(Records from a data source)

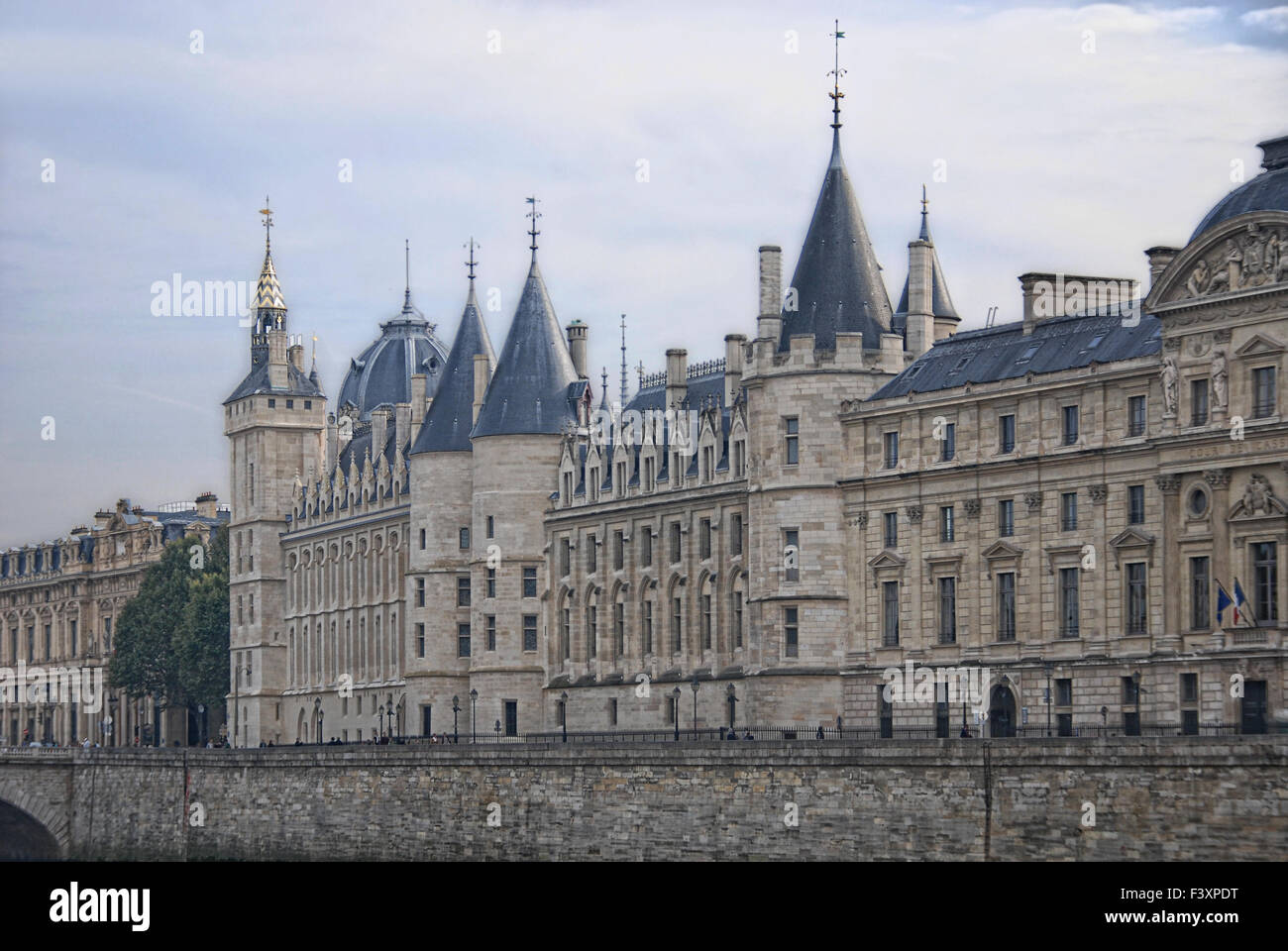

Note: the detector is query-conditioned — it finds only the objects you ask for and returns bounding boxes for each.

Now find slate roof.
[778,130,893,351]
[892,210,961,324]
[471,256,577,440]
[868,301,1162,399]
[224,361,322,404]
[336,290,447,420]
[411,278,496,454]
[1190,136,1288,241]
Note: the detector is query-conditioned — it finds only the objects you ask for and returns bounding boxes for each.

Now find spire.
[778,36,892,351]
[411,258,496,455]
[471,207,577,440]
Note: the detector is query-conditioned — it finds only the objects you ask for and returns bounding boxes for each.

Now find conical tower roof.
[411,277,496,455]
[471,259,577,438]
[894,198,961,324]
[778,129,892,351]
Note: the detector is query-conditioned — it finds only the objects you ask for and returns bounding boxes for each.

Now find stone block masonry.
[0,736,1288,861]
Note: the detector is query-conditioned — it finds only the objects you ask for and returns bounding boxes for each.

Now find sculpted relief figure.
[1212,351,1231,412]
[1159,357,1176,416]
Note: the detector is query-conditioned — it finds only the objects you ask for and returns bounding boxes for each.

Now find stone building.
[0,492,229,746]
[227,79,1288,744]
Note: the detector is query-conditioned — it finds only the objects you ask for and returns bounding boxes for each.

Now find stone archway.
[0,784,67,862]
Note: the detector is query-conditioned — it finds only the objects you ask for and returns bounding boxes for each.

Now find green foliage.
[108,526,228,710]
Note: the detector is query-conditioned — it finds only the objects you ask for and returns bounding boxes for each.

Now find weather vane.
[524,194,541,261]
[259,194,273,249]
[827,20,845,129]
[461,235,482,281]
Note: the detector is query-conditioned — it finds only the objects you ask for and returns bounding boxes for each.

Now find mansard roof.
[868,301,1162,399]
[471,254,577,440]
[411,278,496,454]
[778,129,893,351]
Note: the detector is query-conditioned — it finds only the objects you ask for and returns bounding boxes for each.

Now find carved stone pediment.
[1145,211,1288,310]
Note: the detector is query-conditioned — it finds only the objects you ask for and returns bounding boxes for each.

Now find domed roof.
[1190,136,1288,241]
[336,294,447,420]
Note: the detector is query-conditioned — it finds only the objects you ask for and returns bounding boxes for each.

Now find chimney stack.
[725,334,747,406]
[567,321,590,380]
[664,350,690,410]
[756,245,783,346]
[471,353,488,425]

* * *

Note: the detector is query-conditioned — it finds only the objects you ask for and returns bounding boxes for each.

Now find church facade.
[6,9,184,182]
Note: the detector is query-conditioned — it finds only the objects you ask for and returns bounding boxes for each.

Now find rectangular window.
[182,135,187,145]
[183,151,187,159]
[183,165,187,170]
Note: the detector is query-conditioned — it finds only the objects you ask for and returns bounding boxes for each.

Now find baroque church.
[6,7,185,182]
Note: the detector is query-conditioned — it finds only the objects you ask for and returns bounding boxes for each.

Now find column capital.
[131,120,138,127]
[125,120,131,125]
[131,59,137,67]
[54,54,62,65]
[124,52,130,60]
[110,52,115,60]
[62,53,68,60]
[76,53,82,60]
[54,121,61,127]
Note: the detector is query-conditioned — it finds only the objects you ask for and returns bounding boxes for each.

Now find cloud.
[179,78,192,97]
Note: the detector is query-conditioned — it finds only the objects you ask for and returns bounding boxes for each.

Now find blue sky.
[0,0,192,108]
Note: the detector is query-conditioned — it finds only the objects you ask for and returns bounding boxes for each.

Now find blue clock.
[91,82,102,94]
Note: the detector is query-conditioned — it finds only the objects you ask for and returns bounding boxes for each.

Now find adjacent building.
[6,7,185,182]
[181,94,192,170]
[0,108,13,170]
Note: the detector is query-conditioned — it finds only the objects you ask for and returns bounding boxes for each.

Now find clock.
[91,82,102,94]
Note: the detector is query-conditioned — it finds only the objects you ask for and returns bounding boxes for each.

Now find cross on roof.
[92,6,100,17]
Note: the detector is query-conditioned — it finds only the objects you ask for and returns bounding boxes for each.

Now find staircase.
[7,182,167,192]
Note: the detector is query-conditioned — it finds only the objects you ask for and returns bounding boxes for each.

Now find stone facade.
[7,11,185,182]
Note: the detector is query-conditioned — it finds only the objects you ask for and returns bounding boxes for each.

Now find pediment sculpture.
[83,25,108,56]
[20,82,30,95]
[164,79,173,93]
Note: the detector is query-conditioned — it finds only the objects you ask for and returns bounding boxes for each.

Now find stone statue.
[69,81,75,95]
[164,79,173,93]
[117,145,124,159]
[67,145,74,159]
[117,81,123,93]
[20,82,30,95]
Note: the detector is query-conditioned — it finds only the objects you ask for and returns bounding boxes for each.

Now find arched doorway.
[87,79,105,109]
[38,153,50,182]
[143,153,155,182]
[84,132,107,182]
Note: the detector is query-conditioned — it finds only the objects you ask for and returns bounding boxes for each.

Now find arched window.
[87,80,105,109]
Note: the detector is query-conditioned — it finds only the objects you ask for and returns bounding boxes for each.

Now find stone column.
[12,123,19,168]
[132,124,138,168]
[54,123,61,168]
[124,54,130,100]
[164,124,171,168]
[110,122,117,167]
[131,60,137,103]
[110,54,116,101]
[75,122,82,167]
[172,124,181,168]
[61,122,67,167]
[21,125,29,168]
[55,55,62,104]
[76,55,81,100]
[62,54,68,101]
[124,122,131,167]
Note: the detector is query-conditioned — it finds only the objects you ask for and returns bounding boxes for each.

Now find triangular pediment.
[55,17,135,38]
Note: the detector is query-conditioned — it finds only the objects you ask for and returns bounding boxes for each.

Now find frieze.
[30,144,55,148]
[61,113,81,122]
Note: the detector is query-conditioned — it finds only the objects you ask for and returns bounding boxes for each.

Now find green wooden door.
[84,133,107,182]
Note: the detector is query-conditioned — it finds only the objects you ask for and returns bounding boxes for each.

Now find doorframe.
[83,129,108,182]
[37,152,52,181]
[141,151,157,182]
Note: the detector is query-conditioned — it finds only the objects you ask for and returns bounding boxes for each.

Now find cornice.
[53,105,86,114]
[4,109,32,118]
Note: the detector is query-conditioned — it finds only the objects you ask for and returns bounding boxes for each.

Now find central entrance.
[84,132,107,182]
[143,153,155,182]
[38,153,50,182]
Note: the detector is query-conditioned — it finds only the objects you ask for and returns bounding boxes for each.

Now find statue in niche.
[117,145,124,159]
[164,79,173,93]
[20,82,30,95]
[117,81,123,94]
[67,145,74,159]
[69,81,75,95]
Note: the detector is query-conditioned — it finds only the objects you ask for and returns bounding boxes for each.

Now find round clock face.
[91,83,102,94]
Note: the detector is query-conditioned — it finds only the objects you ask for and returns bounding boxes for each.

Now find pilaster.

> [What the exercise asks]
How many lines of the data above contain the string "green"? Give only the number.

> [Worked answer]
2